▶ [Passage]:
There are innumerable examples of managers, coaches or catchers using humor to diffuse a tense situation.

Twins coach Rick Stelmaszek, a former catcher, used to startle his pitchers by telling them, "The moon is made of green cheese," and then returning to the plate.

Pitching coach Billy Connors once went out in the 1980 World Series and said to visibly nervous pitcher Renie Martin, "I have one thing to say to you, young man: I love you."

Art Fowler, acting as an emissary for fiery manager Billy Martin, would tell struggling pitchers, "Whatever you're doing, you'd better cut it out, because you're ticking off Billy."

And former A's catcher Ron Hassey, the Mariners' bench coach, went out to the mound in a tight game to speak to Oakland rookie pitcher Todd Burns, who had just been called up hours earlier.

"Who are you?" Hassey asked him.

10) Misery loves company

Ex-Dodgers pitcher Burt Hooton once was advised on what pitch to throw by his pitching coach, Red Adams. The batter hit a three-run home run. A furious Hooton returned to the bench, and sat next to Adams. The opposing pitcher got into a jam the next inning, putting two runners on base, causing his own pitching coach to trot to the mound.

Hooton yelled out, "Tell him the same thing Red told me!"

▶ [Entries provided]:

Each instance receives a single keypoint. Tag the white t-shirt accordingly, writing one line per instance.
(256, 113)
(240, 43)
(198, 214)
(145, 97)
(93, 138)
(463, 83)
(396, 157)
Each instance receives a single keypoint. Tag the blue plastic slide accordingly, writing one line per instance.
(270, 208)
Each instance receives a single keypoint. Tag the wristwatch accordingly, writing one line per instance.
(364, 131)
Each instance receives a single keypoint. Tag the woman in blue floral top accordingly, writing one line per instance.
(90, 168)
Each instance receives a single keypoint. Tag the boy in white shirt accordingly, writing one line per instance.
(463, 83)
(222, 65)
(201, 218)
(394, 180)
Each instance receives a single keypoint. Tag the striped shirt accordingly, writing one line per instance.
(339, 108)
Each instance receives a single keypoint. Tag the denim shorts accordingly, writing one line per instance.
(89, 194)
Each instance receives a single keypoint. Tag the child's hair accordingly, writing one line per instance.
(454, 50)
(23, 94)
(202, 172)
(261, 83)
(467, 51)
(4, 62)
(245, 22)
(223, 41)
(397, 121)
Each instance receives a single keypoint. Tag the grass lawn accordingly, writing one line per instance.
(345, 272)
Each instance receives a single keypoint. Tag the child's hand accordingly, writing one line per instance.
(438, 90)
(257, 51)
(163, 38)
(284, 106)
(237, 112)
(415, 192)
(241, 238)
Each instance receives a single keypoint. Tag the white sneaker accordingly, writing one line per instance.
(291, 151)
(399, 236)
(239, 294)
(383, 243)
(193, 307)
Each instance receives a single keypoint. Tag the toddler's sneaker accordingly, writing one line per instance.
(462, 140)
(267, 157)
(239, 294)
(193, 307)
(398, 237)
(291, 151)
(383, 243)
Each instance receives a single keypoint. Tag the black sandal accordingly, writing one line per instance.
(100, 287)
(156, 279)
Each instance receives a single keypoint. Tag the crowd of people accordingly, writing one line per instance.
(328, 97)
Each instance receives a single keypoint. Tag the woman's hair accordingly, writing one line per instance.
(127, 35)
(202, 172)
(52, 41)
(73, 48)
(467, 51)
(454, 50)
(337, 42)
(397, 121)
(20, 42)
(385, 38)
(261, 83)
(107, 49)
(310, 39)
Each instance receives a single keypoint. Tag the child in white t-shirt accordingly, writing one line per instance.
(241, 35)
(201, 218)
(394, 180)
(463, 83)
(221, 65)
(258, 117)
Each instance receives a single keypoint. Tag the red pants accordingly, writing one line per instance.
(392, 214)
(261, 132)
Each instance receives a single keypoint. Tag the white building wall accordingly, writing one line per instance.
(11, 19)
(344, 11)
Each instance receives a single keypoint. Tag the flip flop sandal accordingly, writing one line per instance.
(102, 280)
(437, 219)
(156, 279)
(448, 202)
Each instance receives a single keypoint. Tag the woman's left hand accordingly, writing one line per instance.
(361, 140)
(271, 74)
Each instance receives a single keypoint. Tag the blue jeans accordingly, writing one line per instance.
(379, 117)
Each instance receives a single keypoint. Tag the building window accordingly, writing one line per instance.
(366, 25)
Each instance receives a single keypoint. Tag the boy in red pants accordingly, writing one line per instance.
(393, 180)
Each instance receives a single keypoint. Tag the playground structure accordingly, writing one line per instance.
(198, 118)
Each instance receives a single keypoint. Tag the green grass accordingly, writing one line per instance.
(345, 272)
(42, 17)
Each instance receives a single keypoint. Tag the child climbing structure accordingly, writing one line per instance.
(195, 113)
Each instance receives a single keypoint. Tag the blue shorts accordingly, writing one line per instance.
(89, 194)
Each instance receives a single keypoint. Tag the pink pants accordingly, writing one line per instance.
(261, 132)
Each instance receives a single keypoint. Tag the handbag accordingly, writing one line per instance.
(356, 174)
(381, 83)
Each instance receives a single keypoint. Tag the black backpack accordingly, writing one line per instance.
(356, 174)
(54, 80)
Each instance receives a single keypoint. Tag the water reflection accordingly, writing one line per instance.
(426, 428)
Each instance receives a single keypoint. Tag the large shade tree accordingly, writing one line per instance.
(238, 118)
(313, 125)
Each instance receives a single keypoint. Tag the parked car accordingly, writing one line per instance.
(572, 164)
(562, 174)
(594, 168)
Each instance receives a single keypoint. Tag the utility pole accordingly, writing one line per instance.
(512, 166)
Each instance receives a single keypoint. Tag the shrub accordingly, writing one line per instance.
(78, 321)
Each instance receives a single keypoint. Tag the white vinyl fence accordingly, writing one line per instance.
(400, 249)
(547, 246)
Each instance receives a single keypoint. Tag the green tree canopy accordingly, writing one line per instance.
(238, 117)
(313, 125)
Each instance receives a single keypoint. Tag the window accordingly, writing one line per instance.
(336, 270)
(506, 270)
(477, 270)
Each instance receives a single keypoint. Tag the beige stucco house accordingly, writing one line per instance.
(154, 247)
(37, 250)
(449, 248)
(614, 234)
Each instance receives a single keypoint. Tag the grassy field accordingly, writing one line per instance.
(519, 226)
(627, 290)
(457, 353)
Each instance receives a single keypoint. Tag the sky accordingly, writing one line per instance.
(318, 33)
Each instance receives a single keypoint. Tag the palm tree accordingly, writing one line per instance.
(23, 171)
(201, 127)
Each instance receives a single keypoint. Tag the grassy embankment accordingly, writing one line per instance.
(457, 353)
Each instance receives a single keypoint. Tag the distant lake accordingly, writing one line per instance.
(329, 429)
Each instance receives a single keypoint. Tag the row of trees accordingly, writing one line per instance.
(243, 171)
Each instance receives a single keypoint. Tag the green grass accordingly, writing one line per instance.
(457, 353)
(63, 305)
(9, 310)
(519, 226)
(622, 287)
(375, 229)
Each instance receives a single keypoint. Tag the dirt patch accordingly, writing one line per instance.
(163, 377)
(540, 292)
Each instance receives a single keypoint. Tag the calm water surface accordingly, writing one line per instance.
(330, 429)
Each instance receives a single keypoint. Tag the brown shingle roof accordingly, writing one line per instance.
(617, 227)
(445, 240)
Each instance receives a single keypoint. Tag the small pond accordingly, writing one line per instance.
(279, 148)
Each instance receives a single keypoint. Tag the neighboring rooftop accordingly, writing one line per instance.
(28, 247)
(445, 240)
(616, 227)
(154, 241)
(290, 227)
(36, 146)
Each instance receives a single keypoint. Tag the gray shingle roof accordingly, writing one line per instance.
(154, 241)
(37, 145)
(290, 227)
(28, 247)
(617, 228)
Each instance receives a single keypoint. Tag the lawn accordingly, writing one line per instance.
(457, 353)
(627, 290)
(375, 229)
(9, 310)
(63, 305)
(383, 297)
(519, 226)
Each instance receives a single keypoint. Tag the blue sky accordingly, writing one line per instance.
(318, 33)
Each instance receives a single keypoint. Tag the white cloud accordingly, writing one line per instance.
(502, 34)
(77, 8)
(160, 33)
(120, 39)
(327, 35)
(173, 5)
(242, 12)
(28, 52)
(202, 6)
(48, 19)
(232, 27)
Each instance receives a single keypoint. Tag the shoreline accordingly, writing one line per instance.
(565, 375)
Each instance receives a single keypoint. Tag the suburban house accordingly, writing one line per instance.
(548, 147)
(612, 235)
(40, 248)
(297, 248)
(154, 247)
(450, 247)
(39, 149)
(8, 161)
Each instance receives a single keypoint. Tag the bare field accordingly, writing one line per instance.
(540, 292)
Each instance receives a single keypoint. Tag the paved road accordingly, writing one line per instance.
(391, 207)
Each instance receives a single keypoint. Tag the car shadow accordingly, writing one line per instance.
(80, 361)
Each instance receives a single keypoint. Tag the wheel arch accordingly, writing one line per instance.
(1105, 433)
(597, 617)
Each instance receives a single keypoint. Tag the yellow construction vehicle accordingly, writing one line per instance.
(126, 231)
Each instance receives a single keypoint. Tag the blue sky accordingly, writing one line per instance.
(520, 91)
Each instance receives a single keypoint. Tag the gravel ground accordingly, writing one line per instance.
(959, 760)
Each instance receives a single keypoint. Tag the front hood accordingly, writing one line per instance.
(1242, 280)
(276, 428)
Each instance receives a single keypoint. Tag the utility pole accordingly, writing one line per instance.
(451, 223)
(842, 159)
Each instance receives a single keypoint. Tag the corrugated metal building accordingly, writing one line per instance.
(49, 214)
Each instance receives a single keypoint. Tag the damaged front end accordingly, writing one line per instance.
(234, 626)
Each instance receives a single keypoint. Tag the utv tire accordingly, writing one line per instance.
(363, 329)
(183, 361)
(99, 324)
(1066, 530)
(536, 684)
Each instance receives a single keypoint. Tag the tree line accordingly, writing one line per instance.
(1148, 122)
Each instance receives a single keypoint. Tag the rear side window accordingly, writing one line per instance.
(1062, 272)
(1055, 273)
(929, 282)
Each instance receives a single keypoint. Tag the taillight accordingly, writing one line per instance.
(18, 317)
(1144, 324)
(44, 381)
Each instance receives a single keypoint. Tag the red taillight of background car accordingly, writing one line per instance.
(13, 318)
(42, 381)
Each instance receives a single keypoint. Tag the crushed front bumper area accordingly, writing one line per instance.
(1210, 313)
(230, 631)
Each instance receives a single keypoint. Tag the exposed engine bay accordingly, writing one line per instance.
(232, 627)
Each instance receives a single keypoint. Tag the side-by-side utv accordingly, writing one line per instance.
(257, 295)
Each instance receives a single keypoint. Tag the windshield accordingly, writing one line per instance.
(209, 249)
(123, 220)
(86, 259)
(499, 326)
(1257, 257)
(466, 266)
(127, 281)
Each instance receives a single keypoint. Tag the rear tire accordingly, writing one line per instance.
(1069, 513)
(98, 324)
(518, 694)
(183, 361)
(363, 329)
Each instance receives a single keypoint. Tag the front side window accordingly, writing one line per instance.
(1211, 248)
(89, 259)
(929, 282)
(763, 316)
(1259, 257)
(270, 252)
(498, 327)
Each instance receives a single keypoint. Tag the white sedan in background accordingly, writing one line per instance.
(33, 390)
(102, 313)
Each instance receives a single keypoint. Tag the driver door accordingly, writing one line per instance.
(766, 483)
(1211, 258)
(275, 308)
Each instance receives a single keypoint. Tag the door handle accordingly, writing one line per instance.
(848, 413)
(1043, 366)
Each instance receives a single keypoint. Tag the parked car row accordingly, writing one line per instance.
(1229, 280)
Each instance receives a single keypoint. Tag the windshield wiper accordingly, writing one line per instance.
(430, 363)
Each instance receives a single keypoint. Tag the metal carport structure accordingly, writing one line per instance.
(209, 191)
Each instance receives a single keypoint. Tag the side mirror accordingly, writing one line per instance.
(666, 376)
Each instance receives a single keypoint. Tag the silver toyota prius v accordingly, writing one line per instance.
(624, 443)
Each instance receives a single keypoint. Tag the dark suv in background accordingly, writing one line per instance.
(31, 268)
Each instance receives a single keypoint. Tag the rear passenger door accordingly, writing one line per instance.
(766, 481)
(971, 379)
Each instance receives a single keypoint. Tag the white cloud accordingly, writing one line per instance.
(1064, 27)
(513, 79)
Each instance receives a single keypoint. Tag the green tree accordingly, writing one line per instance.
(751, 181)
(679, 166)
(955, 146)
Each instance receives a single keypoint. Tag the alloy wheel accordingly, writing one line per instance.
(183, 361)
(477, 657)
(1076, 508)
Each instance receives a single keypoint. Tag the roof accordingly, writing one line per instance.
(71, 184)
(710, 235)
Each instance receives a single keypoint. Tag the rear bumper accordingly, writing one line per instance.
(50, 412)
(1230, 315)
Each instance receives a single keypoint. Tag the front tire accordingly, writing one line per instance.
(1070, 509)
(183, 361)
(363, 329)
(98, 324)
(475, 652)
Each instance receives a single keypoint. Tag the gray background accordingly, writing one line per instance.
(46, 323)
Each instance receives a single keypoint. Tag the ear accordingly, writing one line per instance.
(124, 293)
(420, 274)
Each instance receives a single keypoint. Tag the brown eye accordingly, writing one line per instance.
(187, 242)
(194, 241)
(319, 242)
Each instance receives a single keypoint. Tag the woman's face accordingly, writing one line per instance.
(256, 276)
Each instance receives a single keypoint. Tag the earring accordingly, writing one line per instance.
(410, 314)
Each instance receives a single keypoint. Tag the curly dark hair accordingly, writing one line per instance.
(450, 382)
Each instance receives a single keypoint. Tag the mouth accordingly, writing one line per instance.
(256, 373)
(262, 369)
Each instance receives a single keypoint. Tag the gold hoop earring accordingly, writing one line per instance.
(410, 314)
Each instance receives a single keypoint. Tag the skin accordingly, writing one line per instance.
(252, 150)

▶ [To be done]:
[1] Translate this sentence from the passage about humor on the baseball mound into Spanish: "A furious Hooton returned to the bench, and sat next to Adams."
[2] From the records, transcribe the lines between the line holding "Each instance receives a single keypoint. Tag the bare" and the line holding "(1148, 122)", inclusive.

▶ [Solutions for each task]:
[1] Un Hooton furioso regresó al banquillo y se sentó junto a Adams.

[2]
Each instance receives a single keypoint. Tag the bare field accordingly, writing one line per instance.
(540, 292)
Each instance receives a single keypoint. Tag the paved road accordingly, writing one line per instance.
(391, 207)
Each instance receives a single keypoint. Tag the car shadow accordingly, writing one line per instance.
(80, 361)
Each instance receives a single keypoint. Tag the wheel arch accordingly, writing one line per instance.
(1105, 433)
(597, 617)
Each instance receives a single keypoint. Tag the yellow construction vehicle accordingly, writing one line per instance.
(126, 231)
Each instance receives a single keypoint. Tag the blue sky accordingly, writing one line per instance.
(520, 91)
Each instance receives a single keypoint. Tag the gravel ground accordingly, writing one line per instance.
(959, 760)
Each instance receives a single keypoint. Tag the front hood accordingly, writing one line per instance.
(1242, 280)
(276, 428)
Each instance receives a single keypoint. Tag the utility pole accordingly, writing one line per instance.
(451, 223)
(842, 159)
Each instance receives a single keypoint. Tag the corrugated metal building accordingly, writing one line per instance.
(49, 214)
Each instance receives a single keypoint. Tag the damaged front end accordingly, writing one line per instance.
(234, 626)
Each instance receives a single keypoint. Tag the utv tire accordingly, writing one line per instance.
(363, 329)
(183, 361)
(99, 324)
(1066, 530)
(536, 684)
Each instance receives a single keypoint. Tag the tree line accordingly, writing one line per instance.
(1148, 122)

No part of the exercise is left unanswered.